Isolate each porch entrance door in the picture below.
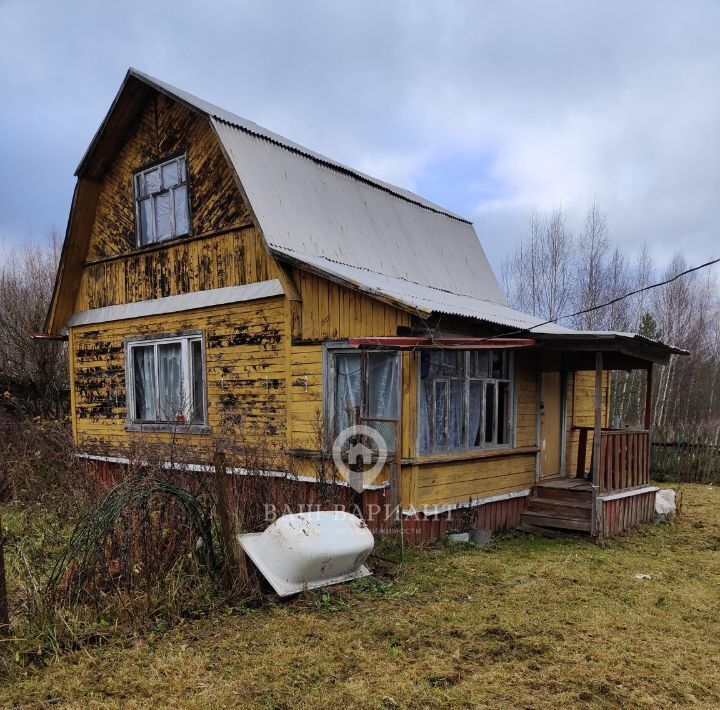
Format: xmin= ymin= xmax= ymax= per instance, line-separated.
xmin=539 ymin=369 xmax=563 ymax=479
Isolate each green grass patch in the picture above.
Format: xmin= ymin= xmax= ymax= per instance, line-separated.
xmin=1 ymin=483 xmax=719 ymax=708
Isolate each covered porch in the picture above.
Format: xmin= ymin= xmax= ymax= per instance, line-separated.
xmin=521 ymin=333 xmax=682 ymax=539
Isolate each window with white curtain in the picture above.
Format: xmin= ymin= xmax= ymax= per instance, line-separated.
xmin=327 ymin=348 xmax=399 ymax=449
xmin=126 ymin=333 xmax=206 ymax=425
xmin=134 ymin=155 xmax=190 ymax=246
xmin=419 ymin=350 xmax=513 ymax=454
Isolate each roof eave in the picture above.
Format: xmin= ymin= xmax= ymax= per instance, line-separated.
xmin=532 ymin=331 xmax=688 ymax=365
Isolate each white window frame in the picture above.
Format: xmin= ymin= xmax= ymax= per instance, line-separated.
xmin=418 ymin=349 xmax=515 ymax=455
xmin=323 ymin=341 xmax=401 ymax=441
xmin=133 ymin=154 xmax=190 ymax=246
xmin=125 ymin=330 xmax=209 ymax=433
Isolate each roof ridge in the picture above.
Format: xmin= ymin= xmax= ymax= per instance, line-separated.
xmin=127 ymin=68 xmax=470 ymax=224
xmin=212 ymin=117 xmax=471 ymax=224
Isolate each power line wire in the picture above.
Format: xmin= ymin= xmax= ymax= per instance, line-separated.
xmin=523 ymin=254 xmax=720 ymax=333
xmin=431 ymin=254 xmax=720 ymax=345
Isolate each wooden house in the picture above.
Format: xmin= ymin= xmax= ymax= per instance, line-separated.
xmin=45 ymin=69 xmax=684 ymax=541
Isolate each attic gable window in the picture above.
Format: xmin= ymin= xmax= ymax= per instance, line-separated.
xmin=134 ymin=156 xmax=190 ymax=246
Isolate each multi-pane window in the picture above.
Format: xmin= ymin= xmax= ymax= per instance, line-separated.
xmin=127 ymin=334 xmax=206 ymax=425
xmin=419 ymin=350 xmax=513 ymax=454
xmin=329 ymin=349 xmax=399 ymax=450
xmin=134 ymin=155 xmax=190 ymax=246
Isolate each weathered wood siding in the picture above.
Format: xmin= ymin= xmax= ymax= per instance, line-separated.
xmin=75 ymin=90 xmax=277 ymax=312
xmin=286 ymin=270 xmax=411 ymax=447
xmin=403 ymin=495 xmax=528 ymax=544
xmin=70 ymin=297 xmax=286 ymax=452
xmin=601 ymin=489 xmax=656 ymax=537
xmin=86 ymin=92 xmax=250 ymax=261
xmin=77 ymin=226 xmax=278 ymax=310
xmin=294 ymin=270 xmax=412 ymax=342
xmin=408 ymin=453 xmax=536 ymax=509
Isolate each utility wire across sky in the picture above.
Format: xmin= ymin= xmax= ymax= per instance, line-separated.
xmin=469 ymin=253 xmax=720 ymax=344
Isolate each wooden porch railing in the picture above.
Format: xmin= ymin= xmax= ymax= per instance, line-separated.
xmin=577 ymin=428 xmax=650 ymax=493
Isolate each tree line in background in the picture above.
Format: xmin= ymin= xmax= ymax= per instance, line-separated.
xmin=502 ymin=202 xmax=720 ymax=429
xmin=0 ymin=230 xmax=68 ymax=418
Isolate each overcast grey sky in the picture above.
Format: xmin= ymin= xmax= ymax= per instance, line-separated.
xmin=0 ymin=0 xmax=718 ymax=273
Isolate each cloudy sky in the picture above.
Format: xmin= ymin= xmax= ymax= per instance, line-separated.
xmin=0 ymin=0 xmax=718 ymax=273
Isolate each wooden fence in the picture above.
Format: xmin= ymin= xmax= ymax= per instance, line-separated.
xmin=651 ymin=435 xmax=720 ymax=484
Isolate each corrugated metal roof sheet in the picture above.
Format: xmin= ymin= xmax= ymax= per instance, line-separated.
xmin=102 ymin=70 xmax=685 ymax=358
xmin=212 ymin=118 xmax=508 ymax=307
xmin=268 ymin=248 xmax=570 ymax=333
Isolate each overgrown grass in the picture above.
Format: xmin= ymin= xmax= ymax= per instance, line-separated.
xmin=2 ymin=482 xmax=719 ymax=708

__INSTRUCTIONS FOR THE TASK__. Your reply should be the lines of the records from the start through the line with "Isolate each roof ridge in the picture above.", copied word for word, pictures omitted.

__SOLUTION TO THIS TASK__.
Isolate each porch entrance door in the picture below.
Format: xmin= ymin= xmax= ymax= per instance, line-separated.
xmin=539 ymin=369 xmax=563 ymax=479
Isolate each green grass patch in the picture above.
Format: xmin= ymin= xmax= ymax= per instance, line-separated.
xmin=1 ymin=483 xmax=719 ymax=708
Isolate each covered porch in the picture above.
Format: xmin= ymin= xmax= ymax= per instance, line-separated.
xmin=521 ymin=333 xmax=682 ymax=539
Isolate each window with white curtain in the picture above.
Format: xmin= ymin= xmax= ymax= per instance, line-separated.
xmin=327 ymin=348 xmax=399 ymax=449
xmin=126 ymin=333 xmax=206 ymax=425
xmin=134 ymin=155 xmax=190 ymax=246
xmin=419 ymin=350 xmax=513 ymax=454
Isolate each roof eave in the picture above.
Format: xmin= ymin= xmax= ymax= per instance, line-separated.
xmin=532 ymin=331 xmax=688 ymax=365
Isolate each white window frame in the picture above.
Format: xmin= ymin= xmax= ymax= per instance, line-separated.
xmin=418 ymin=349 xmax=515 ymax=455
xmin=323 ymin=341 xmax=401 ymax=441
xmin=133 ymin=154 xmax=190 ymax=246
xmin=125 ymin=330 xmax=209 ymax=433
Isolate each roof ridge in the picture above.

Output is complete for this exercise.